**What is asked**
Copy out every one of the following items word for word, changing nothing.
------------------------------------
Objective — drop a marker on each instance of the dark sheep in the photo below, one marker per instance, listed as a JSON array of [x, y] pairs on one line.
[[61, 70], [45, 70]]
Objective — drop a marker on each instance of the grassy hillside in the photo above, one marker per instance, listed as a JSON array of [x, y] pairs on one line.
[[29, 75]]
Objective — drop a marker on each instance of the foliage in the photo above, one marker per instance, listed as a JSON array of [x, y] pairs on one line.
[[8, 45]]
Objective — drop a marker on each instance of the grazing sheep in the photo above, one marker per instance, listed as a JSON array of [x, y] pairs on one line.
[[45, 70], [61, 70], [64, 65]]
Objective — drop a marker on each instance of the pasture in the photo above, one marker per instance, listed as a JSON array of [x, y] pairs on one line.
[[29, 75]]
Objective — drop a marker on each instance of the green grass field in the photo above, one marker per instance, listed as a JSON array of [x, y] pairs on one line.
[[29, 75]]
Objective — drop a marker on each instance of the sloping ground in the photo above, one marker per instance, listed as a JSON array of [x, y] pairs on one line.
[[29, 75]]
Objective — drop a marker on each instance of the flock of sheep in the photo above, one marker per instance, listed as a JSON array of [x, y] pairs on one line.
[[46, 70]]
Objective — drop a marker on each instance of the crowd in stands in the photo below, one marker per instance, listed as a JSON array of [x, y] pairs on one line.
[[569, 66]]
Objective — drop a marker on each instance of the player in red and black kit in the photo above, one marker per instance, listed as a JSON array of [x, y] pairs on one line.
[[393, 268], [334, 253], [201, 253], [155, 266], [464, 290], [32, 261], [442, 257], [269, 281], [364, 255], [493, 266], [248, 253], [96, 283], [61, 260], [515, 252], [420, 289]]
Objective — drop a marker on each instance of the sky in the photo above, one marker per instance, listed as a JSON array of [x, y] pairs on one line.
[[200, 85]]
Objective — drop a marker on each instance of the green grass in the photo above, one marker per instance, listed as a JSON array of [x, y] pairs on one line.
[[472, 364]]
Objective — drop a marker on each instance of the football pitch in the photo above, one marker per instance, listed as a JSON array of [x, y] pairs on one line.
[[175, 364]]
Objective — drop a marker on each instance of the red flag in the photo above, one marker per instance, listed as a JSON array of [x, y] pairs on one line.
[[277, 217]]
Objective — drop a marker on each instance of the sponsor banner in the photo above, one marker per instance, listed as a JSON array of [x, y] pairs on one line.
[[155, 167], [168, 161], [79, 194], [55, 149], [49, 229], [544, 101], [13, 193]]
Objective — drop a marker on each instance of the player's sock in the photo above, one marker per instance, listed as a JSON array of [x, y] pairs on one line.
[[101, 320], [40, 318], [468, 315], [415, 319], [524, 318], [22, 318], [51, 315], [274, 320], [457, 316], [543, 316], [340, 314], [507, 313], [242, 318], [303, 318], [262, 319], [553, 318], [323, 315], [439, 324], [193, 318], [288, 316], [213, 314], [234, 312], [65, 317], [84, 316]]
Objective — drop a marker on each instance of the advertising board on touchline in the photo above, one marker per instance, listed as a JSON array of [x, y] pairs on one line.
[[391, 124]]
------------------------------------
**Answer below**
Objective — drop a marker on each instance of the dark sheep in the photo below, one marker per instance, listed as a JSON array of [x, y] pairs on one line.
[[61, 70], [45, 70]]
Objective — drop a marker on each instance of the grassy hillside in the photo above, one marker per instance, listed as a JSON array of [x, y] pairs on one line.
[[29, 75]]
Objective — drop a marker on each instance of the foliage in the photo above, one marker per instance, listed as a JSON array of [x, y] pairs on one line.
[[8, 45]]
Objective — drop a marker on each instance of the grazing sheep in the photo above, one marker per instance, listed as a JSON array of [x, y] pairs on one line.
[[45, 70], [61, 70], [64, 65]]
Objective — drop a marker on each instance of the pasture in the photo above, one marker per instance, listed as a JSON array of [x, y] pairs on one line.
[[29, 75]]
Objective — drop a marker on each instance of the green grass field in the photo above, one marker per instance, listed as a JSON array of [x, y] pairs on one line.
[[29, 75]]
Objective — drop a marker on each instance of the sloping ground in the photo above, one marker per instance, listed as a JSON array of [x, y] pairs on one line.
[[29, 75]]
Objective — drop a marker on each instance of the flock of sheep in the photo above, one marker per instance, listed as a JSON array of [x, y] pairs on one line.
[[46, 70]]
Objective — drop a marker on each instance of the crowd in stands in the photo below, one marker per instance, listed as a JSON array of [x, y] pairs on one line.
[[569, 66]]
Objective — drop a marker on each instance of the player in red and black kit in the photo above, one marker per instance, listed as a JSON array of [x, y] pairs on one line.
[[393, 268], [334, 253], [201, 253], [155, 266], [464, 290], [32, 261], [442, 257], [269, 281], [364, 255], [493, 266], [248, 253], [96, 283], [61, 260], [515, 252], [420, 289]]
Objective — drop a marker on each instance of the sky in the photo above, one marker per instance, listed as a JSON array of [x, y] pairs on one line.
[[200, 85]]
Objective — drop a marker on each instance of the green grass in the photo above, one marker per instance, listed as a JSON array of [x, y] pairs on one line.
[[472, 364]]
Objective — drop a marker on each instance of the football pitch in the photo above, one marker per instance, listed as a JSON array of [x, y] pairs on one line.
[[175, 364]]
Objective — drop a marker on each instance of the red flag in the photo above, one marker per instance, listed as a JSON array of [x, y] pairs on one line.
[[277, 217]]
Objective — drop a marker on each instance of the sponsor banner in the photo above, one marker per instance, listed as a JSON array of [x, y] pairs on one line.
[[155, 167], [168, 161], [79, 194], [55, 149], [49, 229], [544, 101], [13, 193]]
Objective — drop a marker on each instance of the player's sock in the photo above, one marker per instance, listed as a JSON array of [x, y] pairs on one line.
[[101, 320], [40, 318], [468, 315], [415, 319], [524, 318], [22, 318], [51, 315], [274, 320], [457, 316], [543, 316], [340, 314], [507, 313], [242, 318], [303, 318], [262, 319], [553, 318], [323, 315], [439, 324], [193, 318], [288, 316], [213, 314], [234, 312], [65, 317], [84, 316]]
Objective — drop a marker on each instance of the advertising board on touchline in the photo above, one marker per instance, listed as a JSON array of [x, y] pairs on one line.
[[391, 124]]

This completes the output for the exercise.